§ **Required actions**
a) In the page on Frank Sinatra's "All or Nothing at All," how many copies did his first commercial record sell?
b) Write out everything in the page on Frank Sinatra's "All or Nothing at All" from "Writer(s): Arthur Altman" down to "to singles charts.)", changing "First Charted" to "Chart Debut".

§ **Extracted text**
★ ★ ★

Sunday, September 17, 1989

50 years ago: Frank Sinatra recorded “All or Nothing at All”


All or Nothing at All

The Harry James Orchestra with Frank Sinatra

Writer(s): Arthur Altman (m), Jack Lawrence (w) (see lyrics here)

Recorded: September 17, 1939

First Charted: June 19, 1943

Peak: 12 US, 3 GA, 11 HP, 8 RB (Click for codes to singles charts.)

Sales (in millions): 1.0 US

Airplay/Streaming (in millions): -- radio, 0.28 video, -- streaming

Awards: (Click on award for more details).

About the Song:

Frank Sinatra started singing professionally as a teen in the 1930s. In 1939, he contracted with bandleader Harry James and released his first commercial record, “From the Bottom of My Heart,” in July. It sold less than 8000 copies. They also recorded “All or Nothing at All.” Arthur Altman wrote the music for the song and turned to Jack Lawrence, who later wrote the Ink Spots’ “If I Didn’t Care,” for lyrics. Harry James, Freddy Martin, and Jimmy Dorsey’s orchestras all recorded the song, but none had a hit with it. SF

Nonetheless, “All or Nothing at All” proved an important stepping point in Sinatra’s career. He said it gave him his start. CR It’s “the song I used to audition for Tommy Dorsey, who signed me on the strength of it.” CR In November 1939, he left James to join Dorsey’s band as the replacement for singer Jack Leonard. Dorsey was “the most successful bandleader of the early ‘40s.” SF From 1940 to 1942, Sinatra was featured on 39 top-twenty singles SF including the #1 hits “I’ll Never Smile Again,” “Dolores,” “In the Blue of the Evening,” and “There Are Such Things.”

★ ★ ★

§ **Recorded data**
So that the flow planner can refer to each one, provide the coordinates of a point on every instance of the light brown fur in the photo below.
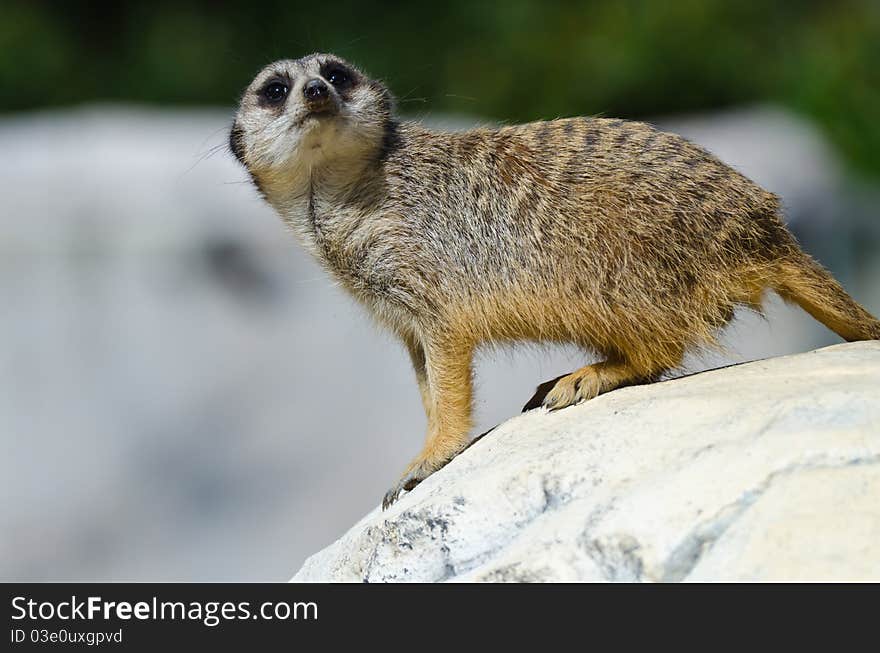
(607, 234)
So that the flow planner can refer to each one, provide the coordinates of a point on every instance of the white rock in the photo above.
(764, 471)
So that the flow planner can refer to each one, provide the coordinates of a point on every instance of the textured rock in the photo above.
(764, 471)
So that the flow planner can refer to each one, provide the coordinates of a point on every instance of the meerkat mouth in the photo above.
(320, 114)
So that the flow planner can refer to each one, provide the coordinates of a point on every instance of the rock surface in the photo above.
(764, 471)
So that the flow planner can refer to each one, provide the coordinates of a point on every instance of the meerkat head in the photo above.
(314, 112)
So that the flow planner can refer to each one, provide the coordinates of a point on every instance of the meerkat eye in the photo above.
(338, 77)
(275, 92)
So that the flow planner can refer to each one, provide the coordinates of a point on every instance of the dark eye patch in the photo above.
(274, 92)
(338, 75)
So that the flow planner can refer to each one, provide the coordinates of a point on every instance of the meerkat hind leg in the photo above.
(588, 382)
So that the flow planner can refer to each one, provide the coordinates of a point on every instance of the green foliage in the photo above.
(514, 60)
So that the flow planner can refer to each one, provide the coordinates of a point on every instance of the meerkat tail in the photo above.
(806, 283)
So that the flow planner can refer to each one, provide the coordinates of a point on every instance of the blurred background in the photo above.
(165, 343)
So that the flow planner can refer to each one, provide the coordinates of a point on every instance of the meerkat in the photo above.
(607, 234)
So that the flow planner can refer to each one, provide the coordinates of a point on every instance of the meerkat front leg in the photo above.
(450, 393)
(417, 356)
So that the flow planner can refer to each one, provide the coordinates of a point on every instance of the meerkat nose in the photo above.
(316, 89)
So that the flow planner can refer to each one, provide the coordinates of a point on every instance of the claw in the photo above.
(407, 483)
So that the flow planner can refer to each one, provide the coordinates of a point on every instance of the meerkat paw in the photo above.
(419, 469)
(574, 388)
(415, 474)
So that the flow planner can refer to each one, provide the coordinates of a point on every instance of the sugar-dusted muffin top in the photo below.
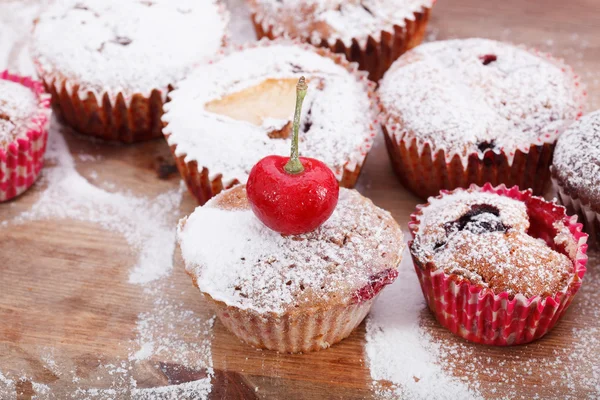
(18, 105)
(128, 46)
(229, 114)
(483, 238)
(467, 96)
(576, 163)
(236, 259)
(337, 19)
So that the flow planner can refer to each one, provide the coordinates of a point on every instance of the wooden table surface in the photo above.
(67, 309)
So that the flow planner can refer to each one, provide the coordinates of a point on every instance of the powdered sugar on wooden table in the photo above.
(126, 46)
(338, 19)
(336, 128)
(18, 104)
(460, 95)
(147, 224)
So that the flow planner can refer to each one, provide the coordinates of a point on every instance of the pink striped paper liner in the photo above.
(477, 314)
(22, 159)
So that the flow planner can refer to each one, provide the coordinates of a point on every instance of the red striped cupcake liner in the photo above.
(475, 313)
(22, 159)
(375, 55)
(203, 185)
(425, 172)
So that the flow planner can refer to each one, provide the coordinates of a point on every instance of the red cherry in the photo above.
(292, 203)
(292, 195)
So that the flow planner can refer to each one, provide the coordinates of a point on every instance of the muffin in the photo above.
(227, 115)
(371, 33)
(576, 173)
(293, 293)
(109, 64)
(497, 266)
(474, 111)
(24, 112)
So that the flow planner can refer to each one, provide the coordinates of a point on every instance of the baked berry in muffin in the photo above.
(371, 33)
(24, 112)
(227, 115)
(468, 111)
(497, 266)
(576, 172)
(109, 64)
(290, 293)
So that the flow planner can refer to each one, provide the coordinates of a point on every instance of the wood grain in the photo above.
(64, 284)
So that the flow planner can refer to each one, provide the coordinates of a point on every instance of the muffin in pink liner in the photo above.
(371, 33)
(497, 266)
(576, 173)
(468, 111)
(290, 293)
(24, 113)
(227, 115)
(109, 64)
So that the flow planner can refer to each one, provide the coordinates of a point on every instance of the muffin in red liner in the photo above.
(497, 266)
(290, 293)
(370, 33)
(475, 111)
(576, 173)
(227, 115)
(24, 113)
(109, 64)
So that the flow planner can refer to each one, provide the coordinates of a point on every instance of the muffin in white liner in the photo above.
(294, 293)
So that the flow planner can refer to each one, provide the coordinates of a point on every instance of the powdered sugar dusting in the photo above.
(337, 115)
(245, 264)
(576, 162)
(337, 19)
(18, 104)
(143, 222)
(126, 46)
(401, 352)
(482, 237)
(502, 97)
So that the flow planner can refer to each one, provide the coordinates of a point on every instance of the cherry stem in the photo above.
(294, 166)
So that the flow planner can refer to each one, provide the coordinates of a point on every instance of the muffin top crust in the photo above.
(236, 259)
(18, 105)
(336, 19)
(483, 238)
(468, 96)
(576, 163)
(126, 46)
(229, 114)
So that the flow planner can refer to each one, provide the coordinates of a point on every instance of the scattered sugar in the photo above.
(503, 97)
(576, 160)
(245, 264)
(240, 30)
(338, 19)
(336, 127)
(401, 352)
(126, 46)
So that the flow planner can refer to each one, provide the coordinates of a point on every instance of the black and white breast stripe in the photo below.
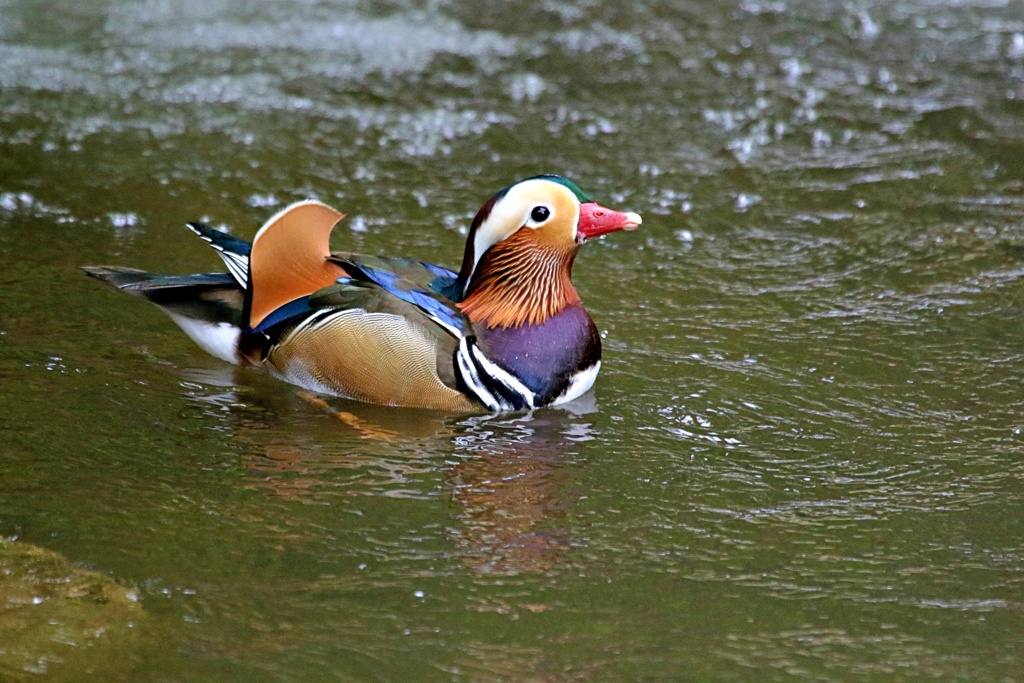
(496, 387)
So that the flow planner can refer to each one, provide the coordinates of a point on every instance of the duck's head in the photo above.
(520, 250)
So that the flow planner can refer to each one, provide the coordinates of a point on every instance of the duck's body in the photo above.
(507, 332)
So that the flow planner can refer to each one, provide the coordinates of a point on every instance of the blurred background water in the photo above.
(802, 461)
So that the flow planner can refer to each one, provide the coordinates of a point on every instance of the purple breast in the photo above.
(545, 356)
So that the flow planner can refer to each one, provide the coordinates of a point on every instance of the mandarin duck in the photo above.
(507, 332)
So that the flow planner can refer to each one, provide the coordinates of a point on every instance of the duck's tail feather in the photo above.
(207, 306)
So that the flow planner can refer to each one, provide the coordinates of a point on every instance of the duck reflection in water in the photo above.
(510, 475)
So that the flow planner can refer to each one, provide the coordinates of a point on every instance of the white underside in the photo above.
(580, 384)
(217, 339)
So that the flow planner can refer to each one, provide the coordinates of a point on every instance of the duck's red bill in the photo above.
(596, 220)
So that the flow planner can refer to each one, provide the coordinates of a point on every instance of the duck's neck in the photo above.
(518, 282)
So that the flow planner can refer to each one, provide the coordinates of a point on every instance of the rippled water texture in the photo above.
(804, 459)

★ ★ ★

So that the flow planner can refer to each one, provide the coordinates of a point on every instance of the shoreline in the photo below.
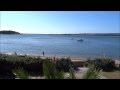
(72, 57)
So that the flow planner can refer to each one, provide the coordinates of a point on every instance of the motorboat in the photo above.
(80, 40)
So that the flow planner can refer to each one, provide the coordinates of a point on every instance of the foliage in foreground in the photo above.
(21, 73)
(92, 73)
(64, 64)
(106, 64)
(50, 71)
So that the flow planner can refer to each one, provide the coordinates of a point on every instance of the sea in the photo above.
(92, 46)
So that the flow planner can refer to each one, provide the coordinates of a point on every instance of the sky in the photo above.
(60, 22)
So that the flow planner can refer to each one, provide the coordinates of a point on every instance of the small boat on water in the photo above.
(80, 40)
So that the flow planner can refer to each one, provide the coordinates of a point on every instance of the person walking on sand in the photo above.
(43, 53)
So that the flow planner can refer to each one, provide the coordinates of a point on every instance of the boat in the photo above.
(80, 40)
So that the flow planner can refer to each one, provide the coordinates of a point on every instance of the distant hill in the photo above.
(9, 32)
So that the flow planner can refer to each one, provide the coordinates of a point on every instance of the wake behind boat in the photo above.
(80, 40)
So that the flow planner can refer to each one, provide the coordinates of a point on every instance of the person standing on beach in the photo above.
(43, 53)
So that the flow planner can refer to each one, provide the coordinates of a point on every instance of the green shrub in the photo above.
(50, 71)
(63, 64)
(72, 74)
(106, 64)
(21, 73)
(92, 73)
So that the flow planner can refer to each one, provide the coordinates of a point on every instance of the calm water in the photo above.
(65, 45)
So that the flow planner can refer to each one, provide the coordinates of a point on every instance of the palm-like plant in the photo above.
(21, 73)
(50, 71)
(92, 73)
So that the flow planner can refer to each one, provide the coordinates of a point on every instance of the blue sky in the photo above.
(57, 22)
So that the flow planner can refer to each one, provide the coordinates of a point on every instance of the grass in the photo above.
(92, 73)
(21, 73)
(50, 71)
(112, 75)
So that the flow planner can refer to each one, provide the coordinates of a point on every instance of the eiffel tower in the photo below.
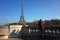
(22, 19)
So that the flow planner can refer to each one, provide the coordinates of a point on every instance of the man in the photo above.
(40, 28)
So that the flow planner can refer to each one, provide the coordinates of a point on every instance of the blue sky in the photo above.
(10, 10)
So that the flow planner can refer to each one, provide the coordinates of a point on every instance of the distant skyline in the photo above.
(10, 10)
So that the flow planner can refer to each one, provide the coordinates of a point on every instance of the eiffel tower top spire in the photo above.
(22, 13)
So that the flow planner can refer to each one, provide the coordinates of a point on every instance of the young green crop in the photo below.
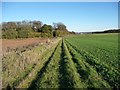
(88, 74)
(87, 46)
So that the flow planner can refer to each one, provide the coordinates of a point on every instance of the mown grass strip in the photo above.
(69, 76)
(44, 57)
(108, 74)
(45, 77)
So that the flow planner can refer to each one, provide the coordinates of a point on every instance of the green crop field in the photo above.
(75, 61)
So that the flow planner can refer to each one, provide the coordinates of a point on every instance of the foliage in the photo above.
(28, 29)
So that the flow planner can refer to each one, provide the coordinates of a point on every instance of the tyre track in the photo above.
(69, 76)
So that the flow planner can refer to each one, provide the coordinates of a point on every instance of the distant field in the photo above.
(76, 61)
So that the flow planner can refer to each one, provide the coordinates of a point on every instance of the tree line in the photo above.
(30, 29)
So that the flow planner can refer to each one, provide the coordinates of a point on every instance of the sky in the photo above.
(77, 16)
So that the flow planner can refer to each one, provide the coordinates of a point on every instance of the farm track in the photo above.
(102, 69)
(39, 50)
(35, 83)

★ ★ ★

§ **Answer list**
a) It sold less than 8000 copies.

b)
Writer(s): Arthur Altman (m), Jack Lawrence (w) (see lyrics here)

Recorded: September 17, 1939

Chart Debut: June 19, 1943

Peak: 12 US, 3 GA, 11 HP, 8 RB (Click for codes to singles charts.)